## Begin SELECTED EXCERPT

Seafield Fabrics Ltd - May 2020

Youghal, Co. Cork

1946 – 1947

B O’Flynn & Son

Photographs – aerial views (1948) by Aerofilms Ltd copyright Historic Environment Scotland, 1952 images by Mikey Roche and 2006 images copyright Michael Hussey, 2019 images by Shane O’Toole

Any town in the country will show you that mid-century Ireland was built upon the decorated shed. Tegral’s Big Six corrugated sheets roofed many of these often unprepossessing structures, the everyday buildings of working life and weekend entertainment in scrabbling times: the petrol stations and garage workshops with their simple stepped gables, the slightly more glamorous ballrooms and stylish cinemas, and – equally modern but even more vital – the factories that gave hope as the new state sought to establish a manufacturing base in a floundering economy. 

Collectively, these businesses represent an heroic achievement of modest means, even if insufficient to stem the haemorrhage of so much young blood lost during those decades to emigration. Today, three-quarters of a century later, not much of this heritage survives intact and valued. Nothing lasts forever, nor even very long. Every generation faces defeat in the end. The clock stands still, close to midnight. But if we close our eyes for a moment, we can imagine when it was still noon.

In 1946 one of Cork’s great industrialists, William Dwyer, decided to invest in the town where he owned Ashton Court, an impressive six-bay Victorian house with panoramic views of the Blackwater. It later formed part of the Loreto boarding school at Knockaverry, Youghal, for half a century. Dwyer had established Sunbeam Wolsey in Cork in 1928 to manufacture underwear and stockings. Woolcombers followed in 1941. The Cork Spinning Company too. After the war his expansion plans went into overdrive. Woolcombers relocated to Midleton in 1946 and he established two new businesses – Midleton Worsted Mills across the road, overlooking the estate of the Earl of Midleton, and Seafield Fabrics on the approach to Youghal, for the manufacture of satin and taffeta linings and lingerie made from rayon, his first venture into synthetic, rather than woollen, materials. Several reports say the town, desperate at the time, gifted him the site for free.



The Irish-American writer, Alexander Cockburn, who grew up in Youghal, traced the arc of this tale, including some of its detail, in 2012, shortly before his death: There had been no substantial manufacturing employment in Youghal till Seafield Fabrics went up, just a poor retail economy – an economy that, after the British garrison had left, following the Treaty of 1921, had limped along on the tourists coming down in the summer from Cork and beyond to spend a day or a two-week vacation on the town’s fine beaches. A few years later, its subsidiary, Blackwater Cottons [designed by Chillingworth & Levie to manufacture dresses and garments], went up alongside it. By the mid-1960s Youghal was the only town in Ireland with full employment. Ireland’s entry into the Common Market in 1973 rendered the local factories vulnerable to competition. Describing the low productivity and slack practices of Seafield Fabrics to Cockburn, Paddy Linehan [owner of the town’s Moby Dick bar] reached for an image of Babylonian luxury: “They had coloured toilet paper. It was like the Shah of Iran.”

## End SELECTED EXCERPT
## Begin INFORMATION PROVIDED

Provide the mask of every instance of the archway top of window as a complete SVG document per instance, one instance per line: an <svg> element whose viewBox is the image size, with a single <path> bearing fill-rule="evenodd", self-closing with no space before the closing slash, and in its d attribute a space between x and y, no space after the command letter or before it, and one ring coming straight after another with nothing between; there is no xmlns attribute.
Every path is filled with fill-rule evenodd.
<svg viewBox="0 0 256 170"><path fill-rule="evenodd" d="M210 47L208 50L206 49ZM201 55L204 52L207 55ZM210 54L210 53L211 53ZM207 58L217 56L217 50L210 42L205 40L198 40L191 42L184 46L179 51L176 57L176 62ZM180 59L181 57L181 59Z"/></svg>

## End INFORMATION PROVIDED

• [TASK REQUIREMENTS] According to the Seafield Fabrics text, what distinction did Youghal hold by the mid-1960s?

• [COMPLETED TASK] It was the only town in Ireland with full employment.